BEGIN Exercise material

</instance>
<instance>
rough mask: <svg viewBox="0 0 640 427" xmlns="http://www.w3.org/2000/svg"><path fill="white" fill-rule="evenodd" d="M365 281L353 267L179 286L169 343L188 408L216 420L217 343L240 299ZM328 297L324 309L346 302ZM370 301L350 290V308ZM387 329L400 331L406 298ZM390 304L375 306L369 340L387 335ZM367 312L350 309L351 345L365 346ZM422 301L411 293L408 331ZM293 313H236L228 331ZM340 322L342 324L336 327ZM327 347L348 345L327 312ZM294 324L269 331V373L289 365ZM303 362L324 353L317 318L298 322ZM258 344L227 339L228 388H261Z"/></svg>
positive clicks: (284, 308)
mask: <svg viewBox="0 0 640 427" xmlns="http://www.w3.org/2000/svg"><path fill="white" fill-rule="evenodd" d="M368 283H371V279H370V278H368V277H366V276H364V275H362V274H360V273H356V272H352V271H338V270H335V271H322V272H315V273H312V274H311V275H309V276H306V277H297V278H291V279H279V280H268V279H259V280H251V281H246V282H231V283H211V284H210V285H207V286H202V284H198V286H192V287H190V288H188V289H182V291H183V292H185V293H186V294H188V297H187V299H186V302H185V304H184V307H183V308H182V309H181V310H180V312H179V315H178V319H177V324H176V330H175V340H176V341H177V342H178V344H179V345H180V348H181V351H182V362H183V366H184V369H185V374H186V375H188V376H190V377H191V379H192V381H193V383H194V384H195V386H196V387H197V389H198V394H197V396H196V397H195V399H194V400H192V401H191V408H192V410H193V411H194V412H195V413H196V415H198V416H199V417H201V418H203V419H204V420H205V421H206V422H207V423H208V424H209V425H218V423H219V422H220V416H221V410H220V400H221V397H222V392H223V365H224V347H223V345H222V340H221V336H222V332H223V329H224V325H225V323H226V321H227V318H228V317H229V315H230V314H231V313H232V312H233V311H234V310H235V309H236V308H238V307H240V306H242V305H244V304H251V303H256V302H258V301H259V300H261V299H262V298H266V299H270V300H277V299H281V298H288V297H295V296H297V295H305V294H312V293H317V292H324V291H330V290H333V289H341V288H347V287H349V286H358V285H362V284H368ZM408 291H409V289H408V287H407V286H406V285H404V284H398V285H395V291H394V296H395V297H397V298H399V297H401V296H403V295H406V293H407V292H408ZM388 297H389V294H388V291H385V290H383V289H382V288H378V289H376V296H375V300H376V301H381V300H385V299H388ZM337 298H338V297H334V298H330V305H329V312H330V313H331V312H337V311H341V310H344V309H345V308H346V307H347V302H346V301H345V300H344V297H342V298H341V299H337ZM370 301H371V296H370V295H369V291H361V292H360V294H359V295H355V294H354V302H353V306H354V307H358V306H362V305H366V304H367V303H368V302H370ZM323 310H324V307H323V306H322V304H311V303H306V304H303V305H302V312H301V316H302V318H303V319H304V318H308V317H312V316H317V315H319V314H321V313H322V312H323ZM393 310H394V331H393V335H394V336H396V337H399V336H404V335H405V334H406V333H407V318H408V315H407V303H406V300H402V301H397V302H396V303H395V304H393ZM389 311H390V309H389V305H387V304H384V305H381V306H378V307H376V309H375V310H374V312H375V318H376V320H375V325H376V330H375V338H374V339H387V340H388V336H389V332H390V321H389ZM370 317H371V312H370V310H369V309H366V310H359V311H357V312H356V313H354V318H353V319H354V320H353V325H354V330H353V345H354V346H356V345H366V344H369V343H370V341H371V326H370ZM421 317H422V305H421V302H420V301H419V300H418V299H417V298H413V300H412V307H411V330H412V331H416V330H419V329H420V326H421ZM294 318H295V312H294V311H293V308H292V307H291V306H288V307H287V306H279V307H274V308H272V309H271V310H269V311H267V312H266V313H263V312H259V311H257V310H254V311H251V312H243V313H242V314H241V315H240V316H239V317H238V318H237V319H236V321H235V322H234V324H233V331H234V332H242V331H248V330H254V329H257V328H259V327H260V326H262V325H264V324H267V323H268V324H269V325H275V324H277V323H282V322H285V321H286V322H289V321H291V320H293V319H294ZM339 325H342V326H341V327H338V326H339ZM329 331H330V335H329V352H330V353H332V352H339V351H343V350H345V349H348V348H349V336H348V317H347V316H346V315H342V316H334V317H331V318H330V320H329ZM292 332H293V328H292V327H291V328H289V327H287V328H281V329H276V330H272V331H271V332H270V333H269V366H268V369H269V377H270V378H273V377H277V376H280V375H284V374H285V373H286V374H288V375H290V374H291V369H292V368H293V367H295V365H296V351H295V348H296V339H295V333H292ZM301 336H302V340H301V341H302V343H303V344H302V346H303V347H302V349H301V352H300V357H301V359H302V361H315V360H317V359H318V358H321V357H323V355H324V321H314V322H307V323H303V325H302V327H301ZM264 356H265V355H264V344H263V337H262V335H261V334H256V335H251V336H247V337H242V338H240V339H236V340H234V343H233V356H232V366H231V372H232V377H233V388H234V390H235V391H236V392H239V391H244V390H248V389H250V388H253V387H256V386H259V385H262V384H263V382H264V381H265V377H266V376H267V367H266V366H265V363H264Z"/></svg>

END Exercise material

**Your assignment**. Exact reproduction is required: output the lines from the start of the entries above through the line with "rough mask: <svg".

**Final answer**.
</instance>
<instance>
rough mask: <svg viewBox="0 0 640 427" xmlns="http://www.w3.org/2000/svg"><path fill="white" fill-rule="evenodd" d="M365 281L353 267L179 286L169 343L188 408L216 420L217 343L240 299ZM328 297L324 309L346 302ZM370 301L350 290V308ZM387 329L400 331L406 298ZM390 304L375 306L369 340L387 335ZM367 312L350 309L351 345L365 346ZM422 301L411 293L408 331ZM293 313H236L228 331ZM340 322L342 324L336 327ZM327 347L348 345L327 312ZM294 324L269 331V373L289 365ZM303 362L324 353L317 318L298 322ZM258 344L227 339L228 388H261Z"/></svg>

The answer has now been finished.